# Texte
---

Le songe d’une nuit d’été

Bobigny (93)
du 5 mars au 3 avril 2007

Le songe d’une nuit d’été

Jean-Michel Rabeux nous entraîne dans un théâtre féerique et sensuel, où le rêve et l’amour sont rois. Dans la forêt profonde tout change, se métamorphose, se désagrège, jusqu’aux limites extrêmes du désir et du travestissement. Une des pièces les plus riches de Shakespeare.

Théâtre féérique et sensuel
Notes
Entretien avec Jean-Michel Rabeux

  • Théâtre féérique et sensuel

Fascinant Songe à la fois léger, violent, fantastique, extravagant, sauvage et malicieux qui met en rapport le visible et l’invisible, le réel et l’imaginaire. Exemple le plus parfait d’un théâtre élisabéthain qui manie allègrement la verdeur et la crudité des propos, la finesse et les contradictions du sentiment amoureux, qui multiplie à l’infini les possibilités de tous les travestissements, qui entremêle les sexes en leur ôtant toute connotation sociale, qui parle avec simplicité de l’inconscient et de l’animalité qui sommeillent en chaque être humain, qui glorifie le sexe érotique face au sexe conjugal, qui déclare l’amour polymorphe et le fait triompher de la loi.

---

# Enregistrements fournis
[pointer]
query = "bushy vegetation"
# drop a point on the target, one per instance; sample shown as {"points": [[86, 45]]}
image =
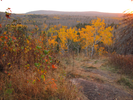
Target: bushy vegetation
{"points": [[29, 67], [123, 62], [29, 64]]}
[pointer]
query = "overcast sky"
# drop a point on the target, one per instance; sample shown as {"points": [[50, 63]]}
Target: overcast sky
{"points": [[23, 6]]}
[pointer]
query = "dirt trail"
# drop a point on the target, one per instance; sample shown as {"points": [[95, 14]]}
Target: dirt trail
{"points": [[99, 84]]}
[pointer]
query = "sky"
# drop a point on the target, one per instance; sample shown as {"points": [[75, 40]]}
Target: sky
{"points": [[23, 6]]}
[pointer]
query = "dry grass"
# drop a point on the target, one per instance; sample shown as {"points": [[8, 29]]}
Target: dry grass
{"points": [[123, 62]]}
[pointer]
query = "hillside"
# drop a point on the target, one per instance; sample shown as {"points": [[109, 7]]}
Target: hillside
{"points": [[87, 13]]}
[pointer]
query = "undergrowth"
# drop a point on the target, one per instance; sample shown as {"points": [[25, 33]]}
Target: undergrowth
{"points": [[123, 62]]}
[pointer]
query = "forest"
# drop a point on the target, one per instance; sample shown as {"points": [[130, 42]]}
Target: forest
{"points": [[40, 54]]}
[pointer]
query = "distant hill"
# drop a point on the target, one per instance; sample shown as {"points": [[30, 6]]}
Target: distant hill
{"points": [[87, 13]]}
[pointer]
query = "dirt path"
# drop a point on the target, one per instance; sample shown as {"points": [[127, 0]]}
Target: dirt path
{"points": [[99, 81]]}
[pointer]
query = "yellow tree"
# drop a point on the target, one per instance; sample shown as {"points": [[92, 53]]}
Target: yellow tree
{"points": [[97, 32], [62, 41], [71, 37]]}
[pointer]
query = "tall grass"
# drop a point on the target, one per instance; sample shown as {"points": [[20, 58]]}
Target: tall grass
{"points": [[123, 62], [28, 69]]}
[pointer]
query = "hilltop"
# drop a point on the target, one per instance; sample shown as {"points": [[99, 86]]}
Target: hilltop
{"points": [[86, 13]]}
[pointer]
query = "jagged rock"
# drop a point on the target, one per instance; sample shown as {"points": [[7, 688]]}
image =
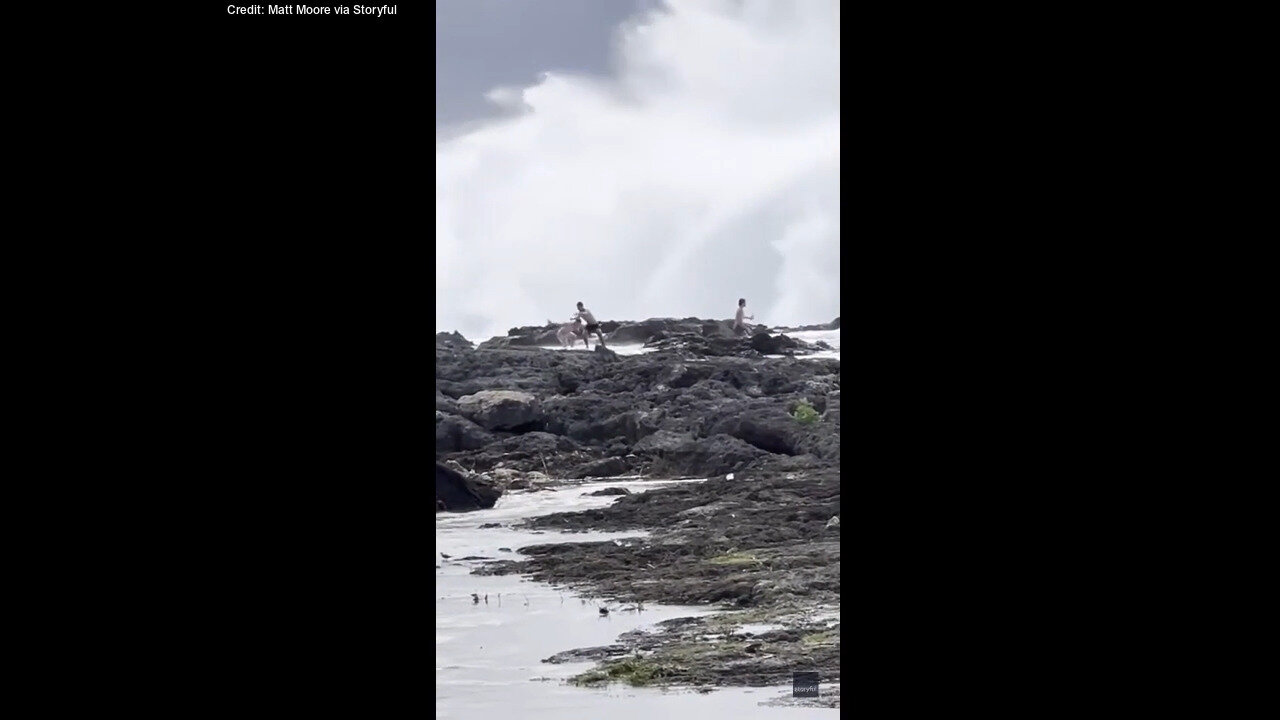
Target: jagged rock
{"points": [[453, 341], [501, 409], [608, 492], [607, 468], [457, 492], [453, 433]]}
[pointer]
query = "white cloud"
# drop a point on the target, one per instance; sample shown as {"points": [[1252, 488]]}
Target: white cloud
{"points": [[707, 169]]}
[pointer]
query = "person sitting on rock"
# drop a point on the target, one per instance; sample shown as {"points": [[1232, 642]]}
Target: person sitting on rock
{"points": [[739, 326], [592, 326]]}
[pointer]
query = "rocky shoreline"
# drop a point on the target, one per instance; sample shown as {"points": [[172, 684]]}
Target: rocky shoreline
{"points": [[759, 538]]}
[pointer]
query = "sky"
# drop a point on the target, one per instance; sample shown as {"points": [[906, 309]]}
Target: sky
{"points": [[648, 158]]}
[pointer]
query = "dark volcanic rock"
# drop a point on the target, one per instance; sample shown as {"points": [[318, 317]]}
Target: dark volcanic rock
{"points": [[453, 432], [705, 458], [607, 468], [453, 341], [608, 492], [501, 409], [456, 493]]}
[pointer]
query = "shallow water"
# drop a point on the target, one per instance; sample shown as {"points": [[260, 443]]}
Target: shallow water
{"points": [[488, 655]]}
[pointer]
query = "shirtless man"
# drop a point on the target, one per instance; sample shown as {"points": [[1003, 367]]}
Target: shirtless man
{"points": [[592, 326], [739, 326]]}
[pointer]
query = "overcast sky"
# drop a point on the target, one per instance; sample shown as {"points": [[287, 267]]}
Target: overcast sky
{"points": [[650, 159]]}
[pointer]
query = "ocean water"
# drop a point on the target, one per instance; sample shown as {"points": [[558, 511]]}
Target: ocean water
{"points": [[488, 655]]}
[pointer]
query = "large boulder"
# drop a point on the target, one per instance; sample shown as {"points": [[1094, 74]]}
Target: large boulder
{"points": [[607, 468], [769, 431], [502, 409], [453, 433], [457, 492], [452, 341], [704, 458], [764, 343]]}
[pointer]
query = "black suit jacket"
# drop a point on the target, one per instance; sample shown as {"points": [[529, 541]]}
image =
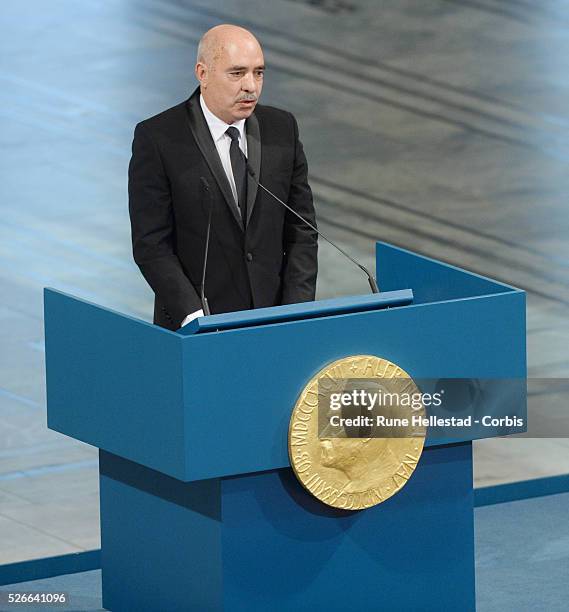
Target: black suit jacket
{"points": [[270, 260]]}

---

# Consigne A
Énumère toutes les lignes des enregistrements qui contiennent la chaîne « volcanic », en tenant compte de la casse.
# Consigne B
Reprends la présentation du Songe d’une nuit d’été et poursuis-la à partir de sa dernière phrase.

# Réponse attendue A
query = "dark volcanic rock"
Target: dark volcanic rock

# Réponse attendue B
Un théâtre qui est aussi une déclaration d’amour au “Théâtre”, une célébration de “l’Art” du théâtre, simple, pauvre mais essentiel que vont pratiquer les artisans d’Athènes pour réjouir leurs princes. Un théâtre de passion sans beaucoup de moyens, animé par le seul désir de ces amateurs fous qui dans leur générosité maladroite vont produire un moment de convaincante beauté.

Jean-Michel Rabeux veut entrer dans la nuit et le rêve, dans la forêt profonde où tout change, se métamorphose, se désagrège. Entre comédie et tragédie, il veut pousser dans ses limites extrêmes le travestissement et sur les pas de Shakespeare, faire entendre l’inépuisable voix d’un auteur qui revendique pour chaque humain la liberté absolue, celle qui permet de mettre au centre de sa vie la réalisation de ses désirs, même les plus fous…

Démétrius : Je te dis, je te crie : Je ne t’aime pas ! Je ne t’aimerai jamais.
Héléna : Plus tu le dis, plus je t’aime.
Je suis ton épagneul, Démétrius,
Plus tu me bats, plus je me couche à tes pieds.
Traite-moi comme ton chien,
Repousse-moi, frappe-moi.
Seulement, permets que je te suive comme ton chien.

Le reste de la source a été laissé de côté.